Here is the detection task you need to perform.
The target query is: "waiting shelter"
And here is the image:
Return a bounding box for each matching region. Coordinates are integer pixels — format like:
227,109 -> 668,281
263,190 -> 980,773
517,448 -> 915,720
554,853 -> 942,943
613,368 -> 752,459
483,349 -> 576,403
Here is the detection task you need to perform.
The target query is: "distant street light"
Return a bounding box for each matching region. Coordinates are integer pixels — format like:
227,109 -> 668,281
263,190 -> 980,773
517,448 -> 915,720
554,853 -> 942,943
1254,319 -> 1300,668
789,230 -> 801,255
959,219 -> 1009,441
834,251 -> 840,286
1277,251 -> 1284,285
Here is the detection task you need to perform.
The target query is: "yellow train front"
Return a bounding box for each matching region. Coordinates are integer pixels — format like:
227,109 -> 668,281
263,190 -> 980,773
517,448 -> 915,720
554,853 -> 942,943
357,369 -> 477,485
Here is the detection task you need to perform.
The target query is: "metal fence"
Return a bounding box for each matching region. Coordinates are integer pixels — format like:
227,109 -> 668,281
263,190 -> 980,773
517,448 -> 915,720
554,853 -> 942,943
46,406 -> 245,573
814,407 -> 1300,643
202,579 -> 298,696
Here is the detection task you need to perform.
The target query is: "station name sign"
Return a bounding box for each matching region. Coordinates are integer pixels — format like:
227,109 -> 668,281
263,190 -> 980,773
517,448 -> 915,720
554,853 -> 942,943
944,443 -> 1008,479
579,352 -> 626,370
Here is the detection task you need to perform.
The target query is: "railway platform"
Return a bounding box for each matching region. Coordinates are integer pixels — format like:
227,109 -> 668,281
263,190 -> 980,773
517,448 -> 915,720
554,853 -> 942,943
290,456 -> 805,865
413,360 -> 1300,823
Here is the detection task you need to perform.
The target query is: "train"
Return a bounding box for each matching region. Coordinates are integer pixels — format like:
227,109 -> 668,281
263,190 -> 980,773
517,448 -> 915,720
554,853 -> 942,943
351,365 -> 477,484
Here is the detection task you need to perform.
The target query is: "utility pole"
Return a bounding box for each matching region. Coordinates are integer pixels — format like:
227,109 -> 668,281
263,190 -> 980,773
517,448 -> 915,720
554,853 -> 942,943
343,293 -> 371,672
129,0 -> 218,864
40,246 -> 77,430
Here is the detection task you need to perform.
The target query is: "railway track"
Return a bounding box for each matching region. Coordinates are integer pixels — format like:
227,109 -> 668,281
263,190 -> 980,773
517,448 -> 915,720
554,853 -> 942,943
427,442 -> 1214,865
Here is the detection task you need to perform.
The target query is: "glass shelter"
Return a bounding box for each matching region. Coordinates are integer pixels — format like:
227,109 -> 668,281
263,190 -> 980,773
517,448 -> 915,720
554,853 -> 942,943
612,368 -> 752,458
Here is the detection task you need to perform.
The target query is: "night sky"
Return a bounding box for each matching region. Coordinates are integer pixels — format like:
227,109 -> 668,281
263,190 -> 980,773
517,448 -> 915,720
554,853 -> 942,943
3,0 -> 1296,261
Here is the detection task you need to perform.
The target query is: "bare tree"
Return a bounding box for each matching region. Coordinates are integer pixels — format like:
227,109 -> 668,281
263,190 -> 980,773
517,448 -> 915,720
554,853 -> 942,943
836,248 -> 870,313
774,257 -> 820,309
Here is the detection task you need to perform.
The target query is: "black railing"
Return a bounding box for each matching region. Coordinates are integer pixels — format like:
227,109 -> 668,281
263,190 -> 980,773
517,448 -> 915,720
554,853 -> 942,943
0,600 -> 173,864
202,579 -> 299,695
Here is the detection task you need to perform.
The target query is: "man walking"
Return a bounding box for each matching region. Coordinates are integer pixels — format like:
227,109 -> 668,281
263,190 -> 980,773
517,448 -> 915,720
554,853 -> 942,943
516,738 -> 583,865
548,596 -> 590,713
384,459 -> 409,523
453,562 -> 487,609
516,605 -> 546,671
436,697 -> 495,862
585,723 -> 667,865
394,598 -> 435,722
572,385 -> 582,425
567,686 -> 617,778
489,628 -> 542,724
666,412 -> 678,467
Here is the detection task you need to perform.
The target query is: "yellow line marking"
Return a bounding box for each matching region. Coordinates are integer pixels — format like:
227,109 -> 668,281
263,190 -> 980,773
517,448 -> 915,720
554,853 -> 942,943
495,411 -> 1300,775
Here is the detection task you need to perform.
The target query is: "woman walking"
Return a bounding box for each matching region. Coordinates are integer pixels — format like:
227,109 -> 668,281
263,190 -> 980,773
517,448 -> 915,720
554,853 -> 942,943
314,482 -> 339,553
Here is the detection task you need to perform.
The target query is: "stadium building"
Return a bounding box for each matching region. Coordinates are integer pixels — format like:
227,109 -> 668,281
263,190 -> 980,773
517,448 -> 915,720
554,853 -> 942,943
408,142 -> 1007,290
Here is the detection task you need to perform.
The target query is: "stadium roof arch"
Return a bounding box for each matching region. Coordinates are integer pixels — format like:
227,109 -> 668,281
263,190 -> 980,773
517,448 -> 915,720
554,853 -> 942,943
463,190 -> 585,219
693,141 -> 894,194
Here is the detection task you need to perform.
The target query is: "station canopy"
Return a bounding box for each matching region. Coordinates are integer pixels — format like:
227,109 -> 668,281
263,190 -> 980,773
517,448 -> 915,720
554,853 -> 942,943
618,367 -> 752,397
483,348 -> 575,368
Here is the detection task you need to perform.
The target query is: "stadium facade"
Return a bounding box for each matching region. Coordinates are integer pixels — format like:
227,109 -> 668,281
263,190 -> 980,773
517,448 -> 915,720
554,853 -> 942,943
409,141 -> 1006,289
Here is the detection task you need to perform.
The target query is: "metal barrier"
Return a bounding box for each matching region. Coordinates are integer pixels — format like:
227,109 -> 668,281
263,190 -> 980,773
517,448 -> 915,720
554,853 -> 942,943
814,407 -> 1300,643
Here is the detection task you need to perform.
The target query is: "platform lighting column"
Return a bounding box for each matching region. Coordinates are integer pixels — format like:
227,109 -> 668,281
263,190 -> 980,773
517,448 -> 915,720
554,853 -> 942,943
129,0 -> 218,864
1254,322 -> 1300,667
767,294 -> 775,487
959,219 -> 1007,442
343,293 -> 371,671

|---|

ABOUT THIS EXERCISE = Return what is listed above, exactly and completely.

FINISHED TASK =
Here is the detection task you need to perform.
The target query is: "waiting shelter"
And here is the image:
Return a bounding box for each matching region. Coordinates are integer pixels — format like:
227,109 -> 668,281
263,190 -> 980,773
517,448 -> 915,720
554,853 -> 942,943
613,368 -> 752,459
483,349 -> 576,403
Here is the detection task you need to perform.
The target query is: "distant street light"
Return a bounding box for each matching region. Coordinates are integer pixels — format like:
227,109 -> 668,281
263,190 -> 980,773
517,448 -> 915,720
554,853 -> 942,943
1254,319 -> 1300,668
789,230 -> 801,255
959,219 -> 1009,441
834,251 -> 840,286
1277,251 -> 1284,285
Here is the detection task you need to perform.
The target query is: "yellow train front"
Return a bounding box for each matching region. Coordinates are integer pixels — format like:
227,109 -> 668,281
263,190 -> 980,773
517,448 -> 915,720
554,853 -> 942,943
357,369 -> 477,485
Here is the detection task you need to perform.
The target query is: "metal fence"
Return a bounding box for each matching region. Coordinates are integer pixels — format like:
227,109 -> 668,281
263,190 -> 980,773
517,448 -> 915,720
554,853 -> 942,943
46,406 -> 245,573
814,407 -> 1300,643
202,579 -> 298,696
Here is the detection task you need to perform.
The target query is: "station name sign"
Return a bounding box for each matching region. Coordinates are integer pixels — format like:
227,109 -> 668,281
263,190 -> 980,773
517,448 -> 915,720
554,853 -> 942,943
944,443 -> 1008,479
579,352 -> 626,370
Here is the detection task you need to perform.
The target query is: "railway platform"
Return a bounding box for each matching region. Coordinates are integer pixels — format like:
227,109 -> 668,281
263,190 -> 980,773
517,448 -> 915,720
554,853 -> 942,943
290,456 -> 805,865
413,360 -> 1300,823
Here is the detection task you need to perform.
The target query is: "train"
Return a bounding box for each matching region. Coordinates are integer pixels — format like:
227,109 -> 668,281
263,190 -> 980,773
517,448 -> 915,720
554,853 -> 942,943
351,365 -> 477,484
Here is the detection task you need to perform.
The target query is: "utility pole"
Return a bounding box for each matching region. Coordinates are integer pixels — format like:
227,109 -> 668,281
263,190 -> 980,773
517,448 -> 915,720
554,853 -> 942,943
343,293 -> 371,672
129,0 -> 218,864
40,246 -> 77,430
Here is the detection task you need to perform.
The target query is: "railway track"
Return a bounding box for each matching region. Coordinates are integer pixels — format like:
227,109 -> 668,281
263,190 -> 980,773
517,448 -> 915,720
554,853 -> 942,943
427,442 -> 1214,865
Here is the detection task you need to perform.
The target query is: "glass shelter"
Return a bounding box for each matching region. Coordinates are integer pixels — format like:
227,109 -> 668,281
263,190 -> 980,773
517,448 -> 915,720
554,853 -> 942,943
612,368 -> 752,458
Here is the detection task you need to perform.
The target query is: "night sky"
Return a bounding box for each matching region. Coordinates are integer pixels — format like:
227,109 -> 668,281
263,190 -> 980,773
517,448 -> 915,720
554,853 -> 942,943
3,0 -> 1296,261
Here is the detection task you need to perform.
The target query is: "bare tree"
Return a bounding box for each matching region. Coordinates are integer pixels — format like:
227,109 -> 668,281
263,190 -> 980,773
517,448 -> 915,720
554,853 -> 942,943
836,248 -> 870,313
774,257 -> 820,309
Here is the detection task you need to perform.
The target query is: "black railing"
Return a bounding box for each matching region. Coordinates are integer pixels — format like:
227,109 -> 668,281
263,190 -> 980,773
517,448 -> 915,720
554,853 -> 942,943
0,600 -> 173,864
202,579 -> 299,695
Here is the detection task you need to perform.
The target query is: "man walking"
Return a bounding box for each matching region. Coordinates are integer pixels — format like:
227,109 -> 668,281
263,190 -> 980,773
517,448 -> 915,720
554,853 -> 942,943
516,738 -> 583,865
548,596 -> 590,713
384,459 -> 409,523
453,562 -> 487,609
516,605 -> 546,671
436,697 -> 495,862
585,723 -> 667,865
394,598 -> 435,722
572,385 -> 582,425
567,686 -> 617,778
489,628 -> 542,724
666,412 -> 678,467
Here is the detection task you need to perform.
The target query is: "yellow line marking"
Return a bounding box for each matching region. Coordinates are integer pixels — format like:
227,109 -> 668,281
263,190 -> 980,773
517,448 -> 915,720
554,853 -> 942,943
495,411 -> 1300,775
Here is the detection task you need to perform.
The target query is: "woman walking"
Return a bounding box for each matching region. Coordinates are integer pixels — format like:
227,109 -> 668,281
263,190 -> 980,773
517,448 -> 915,720
554,853 -> 942,943
314,482 -> 339,553
Here is the detection task you need to perform.
The target query is: "stadium building"
Return a bounding box for each matching region. Coordinates are integer pixels — format like:
227,109 -> 668,281
263,190 -> 980,773
517,448 -> 915,720
554,853 -> 942,943
408,142 -> 1007,290
Here is the detection task you need to perform.
The target query is: "stadium roof arch"
Return a bounding box for each matching region. Coordinates are integer pixels — format like:
227,109 -> 668,281
263,190 -> 980,773
517,448 -> 915,720
554,853 -> 942,943
463,190 -> 585,219
693,141 -> 894,194
Here is the detection task you need to perform.
The target query is: "station canopy"
Return a bounding box for each matching region. Coordinates are integer pixels — format like:
227,109 -> 668,281
263,190 -> 980,773
517,448 -> 915,720
554,853 -> 942,943
618,367 -> 752,397
483,348 -> 575,368
Here is the detection task you need to perform.
The target query is: "stadium facade"
Return a bounding box for each matching region. Coordinates are integer pixels — format like:
227,109 -> 668,281
263,190 -> 980,773
517,448 -> 915,720
554,853 -> 942,943
409,141 -> 1006,289
Here is the detection task you need to perform.
The target query is: "metal barrier"
Return a bounding box for each matching region. Coordinates are integer pixels — format like:
227,109 -> 668,281
263,190 -> 980,773
517,448 -> 915,720
554,853 -> 942,943
814,407 -> 1300,643
Here is the detection task you need to perform.
The target query is: "platform lighting column"
Return a bounding box for each matching region. Coordinates are integer pixels — format like:
227,109 -> 668,281
263,190 -> 980,773
517,448 -> 915,720
554,853 -> 942,943
129,0 -> 218,864
1254,322 -> 1300,667
767,294 -> 775,487
959,219 -> 1007,442
343,293 -> 371,671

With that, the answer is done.